▸ **GOAL**: Please list every line of the listing that contains the word "rope".

··· RECORDED INFORMATION ···

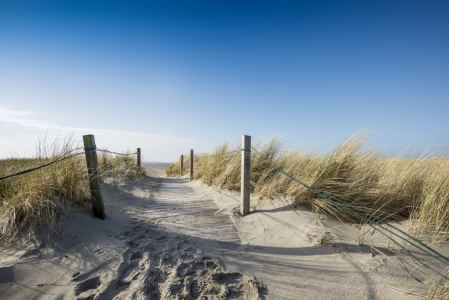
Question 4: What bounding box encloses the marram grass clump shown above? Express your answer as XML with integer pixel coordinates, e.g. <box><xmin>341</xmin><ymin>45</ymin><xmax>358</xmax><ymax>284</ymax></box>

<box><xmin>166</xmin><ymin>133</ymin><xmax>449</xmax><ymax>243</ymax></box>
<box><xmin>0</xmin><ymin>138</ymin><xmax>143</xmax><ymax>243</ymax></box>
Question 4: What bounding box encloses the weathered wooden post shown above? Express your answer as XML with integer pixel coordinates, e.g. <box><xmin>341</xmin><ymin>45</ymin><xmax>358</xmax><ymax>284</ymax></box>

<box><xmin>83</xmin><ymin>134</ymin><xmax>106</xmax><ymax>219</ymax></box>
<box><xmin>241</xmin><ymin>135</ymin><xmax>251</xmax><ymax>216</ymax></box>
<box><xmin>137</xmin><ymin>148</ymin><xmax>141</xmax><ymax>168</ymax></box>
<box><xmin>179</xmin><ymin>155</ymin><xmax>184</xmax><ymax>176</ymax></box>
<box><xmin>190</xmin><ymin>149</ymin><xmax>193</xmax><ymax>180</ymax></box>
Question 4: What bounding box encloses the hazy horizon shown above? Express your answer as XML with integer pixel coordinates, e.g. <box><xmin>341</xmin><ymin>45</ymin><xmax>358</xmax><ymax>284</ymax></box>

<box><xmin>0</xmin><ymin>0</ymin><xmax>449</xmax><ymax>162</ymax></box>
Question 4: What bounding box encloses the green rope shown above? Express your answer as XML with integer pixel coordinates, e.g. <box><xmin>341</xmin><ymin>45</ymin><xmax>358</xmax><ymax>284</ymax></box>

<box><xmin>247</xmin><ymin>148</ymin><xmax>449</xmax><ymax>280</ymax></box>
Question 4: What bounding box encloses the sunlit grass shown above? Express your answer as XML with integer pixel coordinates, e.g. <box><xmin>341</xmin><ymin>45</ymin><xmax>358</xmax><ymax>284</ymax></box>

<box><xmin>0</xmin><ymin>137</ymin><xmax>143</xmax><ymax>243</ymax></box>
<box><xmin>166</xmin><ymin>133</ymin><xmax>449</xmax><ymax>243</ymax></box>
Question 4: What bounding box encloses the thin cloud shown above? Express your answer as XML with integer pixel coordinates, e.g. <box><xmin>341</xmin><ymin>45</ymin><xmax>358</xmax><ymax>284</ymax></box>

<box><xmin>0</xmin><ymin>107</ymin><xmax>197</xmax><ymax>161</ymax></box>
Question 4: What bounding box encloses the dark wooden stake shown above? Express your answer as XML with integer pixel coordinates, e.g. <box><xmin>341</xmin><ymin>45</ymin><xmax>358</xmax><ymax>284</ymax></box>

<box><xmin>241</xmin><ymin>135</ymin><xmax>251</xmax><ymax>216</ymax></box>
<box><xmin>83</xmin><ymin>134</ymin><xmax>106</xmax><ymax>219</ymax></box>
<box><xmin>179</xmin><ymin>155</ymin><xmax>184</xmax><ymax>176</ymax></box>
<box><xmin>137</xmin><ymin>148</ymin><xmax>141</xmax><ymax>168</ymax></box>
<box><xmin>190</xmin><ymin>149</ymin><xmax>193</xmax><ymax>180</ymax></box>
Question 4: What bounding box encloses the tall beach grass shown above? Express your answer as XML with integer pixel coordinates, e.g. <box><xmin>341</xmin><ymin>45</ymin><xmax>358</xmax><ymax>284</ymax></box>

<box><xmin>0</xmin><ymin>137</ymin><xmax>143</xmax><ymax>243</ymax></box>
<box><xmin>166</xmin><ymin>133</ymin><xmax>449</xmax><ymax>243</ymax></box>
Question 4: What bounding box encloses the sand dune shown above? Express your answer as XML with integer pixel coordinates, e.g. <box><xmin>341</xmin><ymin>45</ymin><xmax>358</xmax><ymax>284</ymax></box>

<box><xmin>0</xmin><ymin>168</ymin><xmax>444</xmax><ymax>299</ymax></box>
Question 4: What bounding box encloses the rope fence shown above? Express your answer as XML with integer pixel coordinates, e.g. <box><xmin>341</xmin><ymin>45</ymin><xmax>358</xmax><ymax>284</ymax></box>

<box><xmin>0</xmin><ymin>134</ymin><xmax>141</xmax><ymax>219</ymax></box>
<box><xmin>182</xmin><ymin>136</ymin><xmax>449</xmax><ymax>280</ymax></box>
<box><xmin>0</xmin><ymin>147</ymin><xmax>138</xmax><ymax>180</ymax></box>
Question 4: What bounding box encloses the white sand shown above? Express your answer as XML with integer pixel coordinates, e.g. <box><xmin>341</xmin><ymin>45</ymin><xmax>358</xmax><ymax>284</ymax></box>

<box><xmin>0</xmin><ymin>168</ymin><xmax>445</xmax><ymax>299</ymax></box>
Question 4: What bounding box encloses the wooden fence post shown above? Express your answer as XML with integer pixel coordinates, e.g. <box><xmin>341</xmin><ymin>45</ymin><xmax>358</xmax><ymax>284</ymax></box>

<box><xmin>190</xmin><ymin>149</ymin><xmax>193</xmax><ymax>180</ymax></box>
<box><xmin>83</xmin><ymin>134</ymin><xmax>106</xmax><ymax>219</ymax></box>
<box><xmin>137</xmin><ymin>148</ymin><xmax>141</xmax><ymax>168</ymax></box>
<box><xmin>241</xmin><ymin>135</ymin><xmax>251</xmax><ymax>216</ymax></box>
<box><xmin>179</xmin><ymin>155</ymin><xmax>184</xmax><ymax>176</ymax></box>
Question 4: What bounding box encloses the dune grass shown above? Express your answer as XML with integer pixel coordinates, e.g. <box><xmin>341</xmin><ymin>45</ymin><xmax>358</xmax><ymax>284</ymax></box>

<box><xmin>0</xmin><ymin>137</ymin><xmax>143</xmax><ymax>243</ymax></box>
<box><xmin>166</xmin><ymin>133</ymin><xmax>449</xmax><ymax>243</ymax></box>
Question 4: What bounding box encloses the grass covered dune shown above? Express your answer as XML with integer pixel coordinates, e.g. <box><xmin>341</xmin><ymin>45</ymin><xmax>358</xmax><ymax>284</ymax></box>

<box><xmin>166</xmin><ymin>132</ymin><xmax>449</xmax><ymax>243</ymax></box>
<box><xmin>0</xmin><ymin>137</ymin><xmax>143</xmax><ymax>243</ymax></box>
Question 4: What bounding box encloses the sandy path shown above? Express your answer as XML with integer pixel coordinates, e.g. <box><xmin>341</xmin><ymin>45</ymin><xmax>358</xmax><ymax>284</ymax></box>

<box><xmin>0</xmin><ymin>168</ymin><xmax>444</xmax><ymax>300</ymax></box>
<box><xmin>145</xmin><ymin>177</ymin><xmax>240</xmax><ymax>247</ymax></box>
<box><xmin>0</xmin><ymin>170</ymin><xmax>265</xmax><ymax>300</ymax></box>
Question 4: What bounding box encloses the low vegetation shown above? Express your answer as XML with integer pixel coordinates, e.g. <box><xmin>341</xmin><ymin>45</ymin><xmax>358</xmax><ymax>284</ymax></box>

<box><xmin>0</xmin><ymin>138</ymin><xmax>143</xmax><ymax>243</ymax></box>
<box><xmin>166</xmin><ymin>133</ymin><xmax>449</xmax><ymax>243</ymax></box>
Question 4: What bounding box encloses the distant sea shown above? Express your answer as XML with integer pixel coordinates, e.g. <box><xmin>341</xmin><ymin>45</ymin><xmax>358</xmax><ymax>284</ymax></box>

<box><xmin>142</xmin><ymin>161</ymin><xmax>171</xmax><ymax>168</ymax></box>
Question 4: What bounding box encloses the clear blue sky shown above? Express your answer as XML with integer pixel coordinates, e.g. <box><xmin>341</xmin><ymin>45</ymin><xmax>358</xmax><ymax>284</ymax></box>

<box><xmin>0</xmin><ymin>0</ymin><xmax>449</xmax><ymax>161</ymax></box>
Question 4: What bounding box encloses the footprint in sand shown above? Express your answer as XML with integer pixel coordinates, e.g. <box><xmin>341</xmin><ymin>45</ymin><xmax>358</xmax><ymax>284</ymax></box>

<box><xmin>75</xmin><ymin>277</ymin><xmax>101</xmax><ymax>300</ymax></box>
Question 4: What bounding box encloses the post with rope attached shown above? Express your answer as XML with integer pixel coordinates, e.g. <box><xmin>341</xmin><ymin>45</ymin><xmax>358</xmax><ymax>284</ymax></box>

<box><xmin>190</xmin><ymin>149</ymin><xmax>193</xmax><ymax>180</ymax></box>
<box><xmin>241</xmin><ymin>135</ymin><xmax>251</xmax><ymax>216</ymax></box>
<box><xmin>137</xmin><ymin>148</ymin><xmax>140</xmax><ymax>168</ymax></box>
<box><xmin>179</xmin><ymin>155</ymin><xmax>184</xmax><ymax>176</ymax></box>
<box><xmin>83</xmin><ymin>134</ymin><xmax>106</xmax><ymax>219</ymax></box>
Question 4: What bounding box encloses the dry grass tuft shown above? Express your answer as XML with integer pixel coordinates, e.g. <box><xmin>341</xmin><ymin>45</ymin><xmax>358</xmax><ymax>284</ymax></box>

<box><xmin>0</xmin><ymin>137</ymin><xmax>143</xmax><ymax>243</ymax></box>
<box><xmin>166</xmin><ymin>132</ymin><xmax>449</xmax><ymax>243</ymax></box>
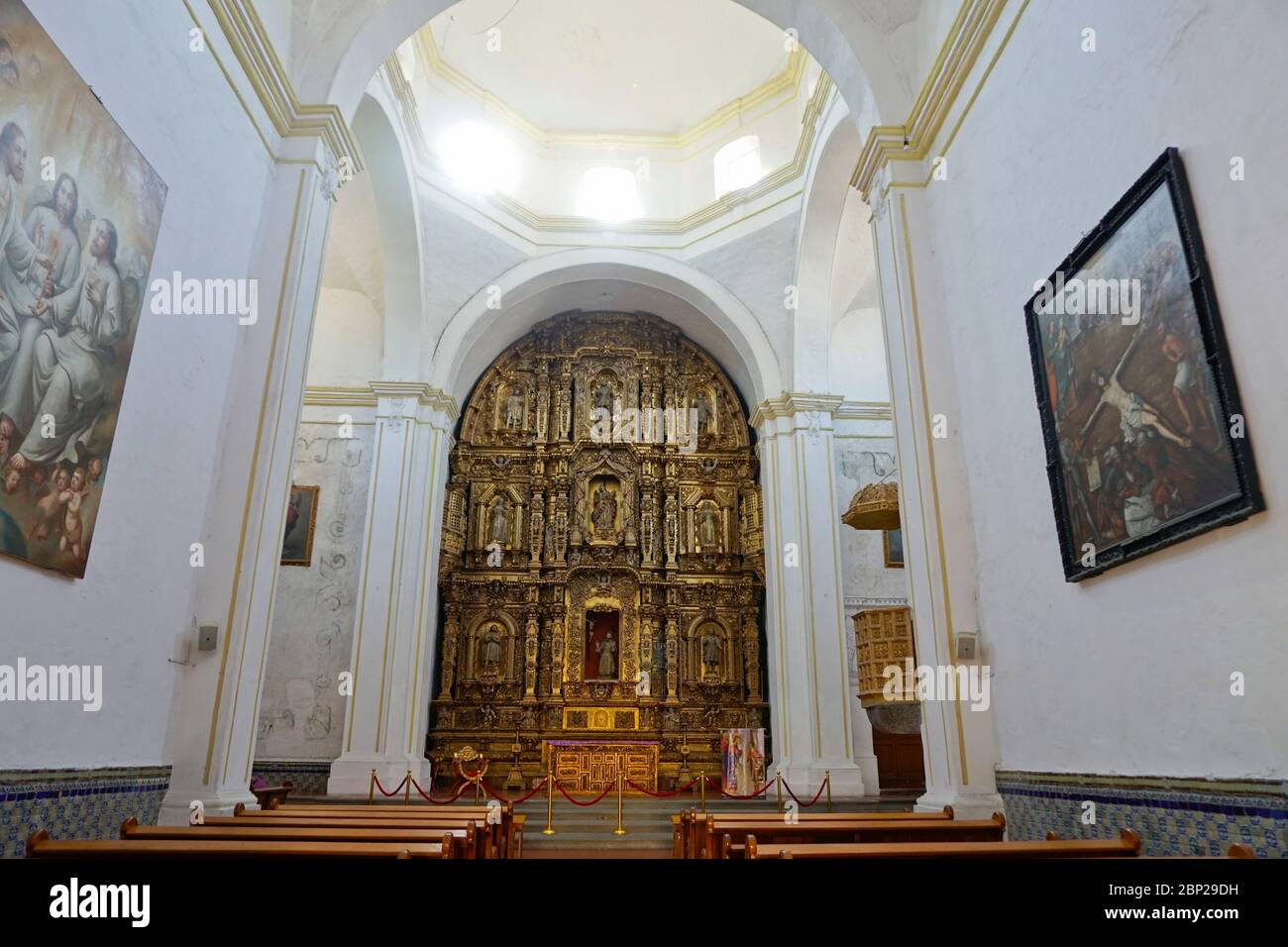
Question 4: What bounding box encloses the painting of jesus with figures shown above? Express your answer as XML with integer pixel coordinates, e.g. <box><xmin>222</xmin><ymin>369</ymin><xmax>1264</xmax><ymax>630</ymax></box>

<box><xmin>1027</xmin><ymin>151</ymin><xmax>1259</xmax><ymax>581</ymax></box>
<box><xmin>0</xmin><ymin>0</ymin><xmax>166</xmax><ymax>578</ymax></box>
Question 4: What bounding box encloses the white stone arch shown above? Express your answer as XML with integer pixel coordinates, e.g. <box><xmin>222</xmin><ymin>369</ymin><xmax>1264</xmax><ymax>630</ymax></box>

···

▸ **THE RESULT**:
Question 4: What bounding box encloses the green rope shown above? Express your answer as XML with integer pixel coordinates, e.g. <box><xmin>341</xmin><ymin>45</ymin><xmax>358</xmax><ymax>284</ymax></box>
Question 4: What bounding box encloses the rope fence shown above? Express your answer as XML with integer pixel coordinates, e.g. <box><xmin>341</xmin><ymin>45</ymin><xmax>358</xmax><ymax>284</ymax></box>
Question 4: What bounding box encloses the post with rope attached shown above? Express your answer as XML with integer pixel coordinates, e.g. <box><xmin>341</xmin><ymin>45</ymin><xmax>358</xmax><ymax>284</ymax></box>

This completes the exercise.